About this task => Write out, word for word, the part of the text on ranibizumab and stroke risk that starts with "In conclusion, this" and goes on through "and drug safety.".

Quoted passage =>
--*--
Our study has several strengths. We applied a case-crossover design in the study of AMD patients to investigate the association between intravitreal ranibizumab injection and the risk of stroke, both ischemic and hemorrhagic. This design can effectively control for time-invariant confounders, such as smoking, body mass index, cholesterol level, and other chronic comorbidities (hypertension, diabetes, carotid artery disease, etc.), as each patient served as his or her own control. In addition, use of nationwide claims data offered generalizability and statistical power to evaluate incident ischemic and hemorrhagic stroke in AMD patients, which is relatively rare.

There are some limitations to our study. First, we could not control the off-label use of intravitreal bevacizumab injection because it is not covered by the KNHIS. It is possible that off-label use of bevacizumab would have attenuated the association of ranibizumab and stroke. Second, although we used a self-controlled study design to reduce confounding, the change in systemic medications or newly developed cerebrovascular risk factors during the study period (i.e., time-varying confounding) might have affected the risk of stroke. The observed differences in the risk of hemorrhagic stroke might have been affected by possible confounders. In this study, we adjusted for hospitalizations for cardiovascular diseases, dementia, DM, and hypertension, but did not adjust for changes in systemic medications. Third, because we used large-scale claim data from KNHIS, the sensitivities of the diagnosis codes for determining the risk factors of stroke had not been validated by a direct review of the medical records. However, previous studies have reported that the accuracy of the diagnoses in the KNHIS data is quite reliable [19, 20]. Fourth, as this study was based on the interpretation of insurance claim data, we could not distinguish between AMD and variant AMD, such as polypoidal choroidal vasculopathy and retinal angiomatous proliferation, which share the same diagnostic code. Since there is a difference in the pathophysiology of these diseases, there is a possibility that the incidence of stroke after ranibizumab use may also have differed. Another limitation is that most patients were exposed to <3 ranibizumab injections during a year before the index date, which is a lower exposure than that in average clinical settings. This might have diminished the impact of the ranibizumab injections on risk of stroke. Last, this study excluded patients with a stroke history prior to the diagnosis of AMD to identify incident stroke cases. However, considering that patients with a history of stroke might have a higher risk with use of anti-VEGF therapy, the risk of stroke as related to ranibizumab injection might have been underestimated by the exclusion of these patients. Therefore, further studies are needed to evaluate the risk in patients with a history of stroke.

In conclusion, this case-crossover analysis revealed no evidence of increased risk of hospitalization for ischemic stroke within 60 days of intravitreal injection of ranibizumab in AMD patients. A secondary analysis indicated the possibility of an increased risk of hemorrhagic stroke. Further research is needed regarding the underlying biological mechanisms and drug safety.
--*--
Input data =>

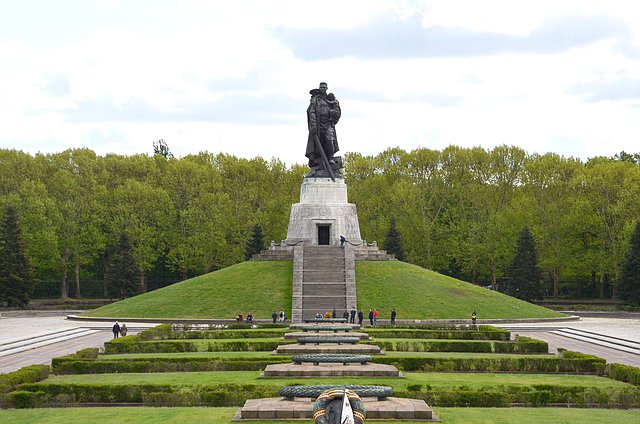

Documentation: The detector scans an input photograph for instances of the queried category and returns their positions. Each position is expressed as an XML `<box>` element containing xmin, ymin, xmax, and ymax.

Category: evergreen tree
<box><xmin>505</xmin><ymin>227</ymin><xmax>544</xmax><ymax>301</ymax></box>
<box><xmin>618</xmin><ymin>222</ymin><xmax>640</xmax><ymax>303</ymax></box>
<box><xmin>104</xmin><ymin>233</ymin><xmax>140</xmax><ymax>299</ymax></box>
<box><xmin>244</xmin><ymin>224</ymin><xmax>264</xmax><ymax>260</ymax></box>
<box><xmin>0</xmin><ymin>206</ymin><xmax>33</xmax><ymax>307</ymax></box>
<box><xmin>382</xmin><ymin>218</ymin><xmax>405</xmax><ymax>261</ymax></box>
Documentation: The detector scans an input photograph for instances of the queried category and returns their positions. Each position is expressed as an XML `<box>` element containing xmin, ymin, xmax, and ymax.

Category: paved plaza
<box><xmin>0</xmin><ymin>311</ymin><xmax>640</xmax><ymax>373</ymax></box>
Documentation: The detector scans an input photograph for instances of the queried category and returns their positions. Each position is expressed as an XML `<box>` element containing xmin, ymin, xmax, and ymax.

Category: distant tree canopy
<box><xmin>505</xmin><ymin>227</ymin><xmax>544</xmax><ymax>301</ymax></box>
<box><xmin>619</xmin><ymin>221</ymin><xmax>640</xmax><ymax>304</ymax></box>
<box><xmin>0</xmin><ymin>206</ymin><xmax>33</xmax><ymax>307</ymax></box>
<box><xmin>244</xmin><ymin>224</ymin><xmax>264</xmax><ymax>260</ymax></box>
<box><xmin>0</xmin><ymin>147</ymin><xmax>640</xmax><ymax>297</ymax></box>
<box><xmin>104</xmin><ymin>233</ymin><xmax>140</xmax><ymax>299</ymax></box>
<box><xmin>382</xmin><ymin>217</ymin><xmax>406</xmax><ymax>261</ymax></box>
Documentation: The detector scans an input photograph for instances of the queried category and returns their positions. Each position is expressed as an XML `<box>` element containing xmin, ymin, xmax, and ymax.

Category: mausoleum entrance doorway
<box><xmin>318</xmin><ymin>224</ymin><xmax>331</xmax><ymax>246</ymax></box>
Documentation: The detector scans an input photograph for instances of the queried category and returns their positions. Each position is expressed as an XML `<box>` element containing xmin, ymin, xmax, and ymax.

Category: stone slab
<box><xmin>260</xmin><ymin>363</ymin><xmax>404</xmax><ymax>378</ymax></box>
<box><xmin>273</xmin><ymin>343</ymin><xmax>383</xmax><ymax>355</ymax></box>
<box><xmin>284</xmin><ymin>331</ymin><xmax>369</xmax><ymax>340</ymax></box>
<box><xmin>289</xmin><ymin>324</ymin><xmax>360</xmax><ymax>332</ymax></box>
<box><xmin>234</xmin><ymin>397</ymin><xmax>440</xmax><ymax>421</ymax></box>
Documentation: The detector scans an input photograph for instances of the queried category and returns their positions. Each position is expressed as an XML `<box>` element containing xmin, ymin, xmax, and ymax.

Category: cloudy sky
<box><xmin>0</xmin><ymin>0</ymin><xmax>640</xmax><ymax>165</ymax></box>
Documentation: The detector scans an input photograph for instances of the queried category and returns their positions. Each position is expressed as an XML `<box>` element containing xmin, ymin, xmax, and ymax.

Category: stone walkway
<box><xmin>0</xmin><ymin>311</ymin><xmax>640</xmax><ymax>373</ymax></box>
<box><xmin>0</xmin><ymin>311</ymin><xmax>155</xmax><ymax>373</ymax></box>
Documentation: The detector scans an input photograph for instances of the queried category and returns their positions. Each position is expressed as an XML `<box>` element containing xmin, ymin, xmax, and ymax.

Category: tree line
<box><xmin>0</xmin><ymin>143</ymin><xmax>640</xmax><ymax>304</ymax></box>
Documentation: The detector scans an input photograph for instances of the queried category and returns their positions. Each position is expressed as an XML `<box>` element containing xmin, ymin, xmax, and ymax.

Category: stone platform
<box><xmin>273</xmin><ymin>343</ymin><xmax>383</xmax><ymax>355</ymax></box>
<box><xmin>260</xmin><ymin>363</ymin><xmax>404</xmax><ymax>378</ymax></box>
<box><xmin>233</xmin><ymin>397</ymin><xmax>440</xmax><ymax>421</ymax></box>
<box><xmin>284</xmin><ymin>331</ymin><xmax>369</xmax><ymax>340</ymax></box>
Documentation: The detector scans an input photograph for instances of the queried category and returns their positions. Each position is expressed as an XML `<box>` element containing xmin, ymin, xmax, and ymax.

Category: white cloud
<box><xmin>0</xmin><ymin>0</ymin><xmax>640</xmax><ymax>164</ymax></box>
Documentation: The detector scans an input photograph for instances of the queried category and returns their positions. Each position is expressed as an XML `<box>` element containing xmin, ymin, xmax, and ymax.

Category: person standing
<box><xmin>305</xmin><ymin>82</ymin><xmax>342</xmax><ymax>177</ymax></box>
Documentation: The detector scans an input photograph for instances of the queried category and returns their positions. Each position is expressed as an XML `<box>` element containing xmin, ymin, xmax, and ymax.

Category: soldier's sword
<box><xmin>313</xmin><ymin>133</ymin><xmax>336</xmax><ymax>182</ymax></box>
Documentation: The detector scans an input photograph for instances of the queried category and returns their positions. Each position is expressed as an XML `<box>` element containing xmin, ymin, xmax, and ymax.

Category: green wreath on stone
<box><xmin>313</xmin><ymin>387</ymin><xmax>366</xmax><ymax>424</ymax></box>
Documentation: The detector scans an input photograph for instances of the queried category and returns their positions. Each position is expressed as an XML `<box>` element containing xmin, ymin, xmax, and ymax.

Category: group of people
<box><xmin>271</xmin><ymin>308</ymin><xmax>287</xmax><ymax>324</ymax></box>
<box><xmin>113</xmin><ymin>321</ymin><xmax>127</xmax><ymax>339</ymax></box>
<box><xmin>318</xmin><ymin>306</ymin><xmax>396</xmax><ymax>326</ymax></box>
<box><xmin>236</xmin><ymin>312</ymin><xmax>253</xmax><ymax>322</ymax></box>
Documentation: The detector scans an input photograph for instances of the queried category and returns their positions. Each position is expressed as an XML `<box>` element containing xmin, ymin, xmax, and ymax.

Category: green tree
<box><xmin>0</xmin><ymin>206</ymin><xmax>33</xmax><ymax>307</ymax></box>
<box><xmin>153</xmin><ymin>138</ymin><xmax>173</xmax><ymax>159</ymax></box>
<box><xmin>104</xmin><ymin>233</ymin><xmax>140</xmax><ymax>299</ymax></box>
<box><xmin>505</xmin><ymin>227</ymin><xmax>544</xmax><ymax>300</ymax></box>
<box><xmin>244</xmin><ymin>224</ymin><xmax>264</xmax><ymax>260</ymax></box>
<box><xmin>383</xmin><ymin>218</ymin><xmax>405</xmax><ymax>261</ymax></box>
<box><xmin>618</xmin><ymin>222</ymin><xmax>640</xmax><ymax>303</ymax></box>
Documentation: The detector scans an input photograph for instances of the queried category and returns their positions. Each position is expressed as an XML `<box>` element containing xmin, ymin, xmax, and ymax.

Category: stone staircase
--*--
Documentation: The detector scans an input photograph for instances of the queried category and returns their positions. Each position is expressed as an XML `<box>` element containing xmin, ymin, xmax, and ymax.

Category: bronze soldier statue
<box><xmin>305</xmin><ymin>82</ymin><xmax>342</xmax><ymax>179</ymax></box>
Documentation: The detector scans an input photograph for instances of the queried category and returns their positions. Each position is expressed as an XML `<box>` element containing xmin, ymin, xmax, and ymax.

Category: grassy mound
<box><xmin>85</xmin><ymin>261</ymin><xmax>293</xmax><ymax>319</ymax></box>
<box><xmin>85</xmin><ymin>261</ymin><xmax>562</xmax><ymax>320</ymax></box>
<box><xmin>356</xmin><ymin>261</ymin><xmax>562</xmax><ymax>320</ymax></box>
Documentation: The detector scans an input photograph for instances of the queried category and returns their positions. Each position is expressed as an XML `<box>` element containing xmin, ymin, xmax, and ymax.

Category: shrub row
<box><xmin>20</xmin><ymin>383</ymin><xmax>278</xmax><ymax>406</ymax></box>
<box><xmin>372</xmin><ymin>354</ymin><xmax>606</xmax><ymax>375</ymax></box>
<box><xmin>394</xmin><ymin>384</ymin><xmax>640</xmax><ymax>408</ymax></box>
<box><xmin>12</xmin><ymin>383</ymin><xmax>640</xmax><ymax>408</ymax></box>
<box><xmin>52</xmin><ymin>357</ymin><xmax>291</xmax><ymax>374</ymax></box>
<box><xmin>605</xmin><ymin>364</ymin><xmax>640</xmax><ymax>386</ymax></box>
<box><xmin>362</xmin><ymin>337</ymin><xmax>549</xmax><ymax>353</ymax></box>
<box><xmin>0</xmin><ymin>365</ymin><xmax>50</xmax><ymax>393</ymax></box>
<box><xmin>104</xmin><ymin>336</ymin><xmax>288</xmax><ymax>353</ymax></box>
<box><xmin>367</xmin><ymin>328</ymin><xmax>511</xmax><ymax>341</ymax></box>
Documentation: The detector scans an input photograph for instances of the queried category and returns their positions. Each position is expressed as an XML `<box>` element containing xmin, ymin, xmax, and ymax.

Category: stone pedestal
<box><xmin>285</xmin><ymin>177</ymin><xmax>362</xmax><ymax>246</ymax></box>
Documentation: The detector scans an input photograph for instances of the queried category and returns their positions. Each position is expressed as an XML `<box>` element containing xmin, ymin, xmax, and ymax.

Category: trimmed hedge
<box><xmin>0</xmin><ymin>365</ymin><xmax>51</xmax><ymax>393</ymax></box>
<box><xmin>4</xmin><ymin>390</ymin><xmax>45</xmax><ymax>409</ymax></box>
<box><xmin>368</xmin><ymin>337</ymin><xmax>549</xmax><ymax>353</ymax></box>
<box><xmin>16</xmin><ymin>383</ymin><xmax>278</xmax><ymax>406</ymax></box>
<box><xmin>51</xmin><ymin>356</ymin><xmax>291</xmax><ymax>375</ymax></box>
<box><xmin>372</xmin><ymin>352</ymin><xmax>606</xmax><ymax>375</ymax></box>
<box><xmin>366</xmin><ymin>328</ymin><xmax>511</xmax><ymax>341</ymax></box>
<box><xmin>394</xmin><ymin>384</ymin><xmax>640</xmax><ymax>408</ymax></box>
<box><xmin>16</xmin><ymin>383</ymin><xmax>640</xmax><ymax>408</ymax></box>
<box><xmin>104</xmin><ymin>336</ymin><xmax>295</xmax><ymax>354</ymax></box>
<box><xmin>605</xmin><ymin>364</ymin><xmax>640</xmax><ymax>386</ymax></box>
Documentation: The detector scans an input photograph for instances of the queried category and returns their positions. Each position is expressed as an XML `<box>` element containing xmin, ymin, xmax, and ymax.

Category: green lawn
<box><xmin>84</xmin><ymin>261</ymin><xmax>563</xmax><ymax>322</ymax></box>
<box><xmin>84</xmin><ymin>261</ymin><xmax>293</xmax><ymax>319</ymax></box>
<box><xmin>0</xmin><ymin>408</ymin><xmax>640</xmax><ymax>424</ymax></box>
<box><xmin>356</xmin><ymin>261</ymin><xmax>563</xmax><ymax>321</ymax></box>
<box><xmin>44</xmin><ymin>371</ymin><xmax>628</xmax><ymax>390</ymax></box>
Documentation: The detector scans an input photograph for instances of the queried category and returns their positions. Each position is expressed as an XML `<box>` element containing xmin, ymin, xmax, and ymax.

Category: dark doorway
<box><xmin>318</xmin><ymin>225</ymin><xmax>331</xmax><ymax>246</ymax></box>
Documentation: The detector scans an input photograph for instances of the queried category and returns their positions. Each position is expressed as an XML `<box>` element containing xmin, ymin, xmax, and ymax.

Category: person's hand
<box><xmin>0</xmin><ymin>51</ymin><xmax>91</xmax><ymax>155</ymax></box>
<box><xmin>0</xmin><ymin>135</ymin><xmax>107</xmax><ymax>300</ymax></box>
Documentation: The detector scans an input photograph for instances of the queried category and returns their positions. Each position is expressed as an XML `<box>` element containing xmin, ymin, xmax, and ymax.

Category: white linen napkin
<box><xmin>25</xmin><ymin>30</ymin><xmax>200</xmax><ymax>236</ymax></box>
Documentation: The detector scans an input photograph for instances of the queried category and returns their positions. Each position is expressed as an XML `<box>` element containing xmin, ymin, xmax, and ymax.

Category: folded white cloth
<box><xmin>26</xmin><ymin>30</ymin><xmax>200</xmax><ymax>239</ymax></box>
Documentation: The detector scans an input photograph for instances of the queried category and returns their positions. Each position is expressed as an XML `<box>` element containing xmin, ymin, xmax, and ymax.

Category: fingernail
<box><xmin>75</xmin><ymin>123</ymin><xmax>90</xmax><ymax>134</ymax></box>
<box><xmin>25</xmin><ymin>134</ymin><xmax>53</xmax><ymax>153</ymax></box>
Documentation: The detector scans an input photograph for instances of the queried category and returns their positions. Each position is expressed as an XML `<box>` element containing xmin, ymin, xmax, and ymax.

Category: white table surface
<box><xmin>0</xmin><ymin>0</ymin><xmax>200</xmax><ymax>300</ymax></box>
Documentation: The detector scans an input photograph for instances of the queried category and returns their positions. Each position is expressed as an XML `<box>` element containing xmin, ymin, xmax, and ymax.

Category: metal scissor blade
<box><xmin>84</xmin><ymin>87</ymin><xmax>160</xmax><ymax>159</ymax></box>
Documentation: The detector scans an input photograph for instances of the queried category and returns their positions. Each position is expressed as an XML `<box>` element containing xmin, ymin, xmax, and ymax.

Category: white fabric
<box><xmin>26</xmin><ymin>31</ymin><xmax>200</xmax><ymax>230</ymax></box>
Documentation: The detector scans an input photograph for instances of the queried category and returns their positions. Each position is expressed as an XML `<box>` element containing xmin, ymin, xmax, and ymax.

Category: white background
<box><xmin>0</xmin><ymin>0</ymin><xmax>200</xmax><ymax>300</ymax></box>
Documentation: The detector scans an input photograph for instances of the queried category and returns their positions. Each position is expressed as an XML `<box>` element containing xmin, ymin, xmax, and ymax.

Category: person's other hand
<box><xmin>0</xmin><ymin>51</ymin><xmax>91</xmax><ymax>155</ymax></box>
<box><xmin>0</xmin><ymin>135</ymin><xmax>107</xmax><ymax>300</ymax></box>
--*--
Written answer =>
In conclusion, this case-crossover analysis revealed no evidence of increased risk of hospitalization for ischemic stroke within 60 days of intravitreal injection of ranibizumab in AMD patients. A secondary analysis indicated the possibility of an increased risk of hemorrhagic stroke. Further research is needed regarding the underlying biological mechanisms and drug safety.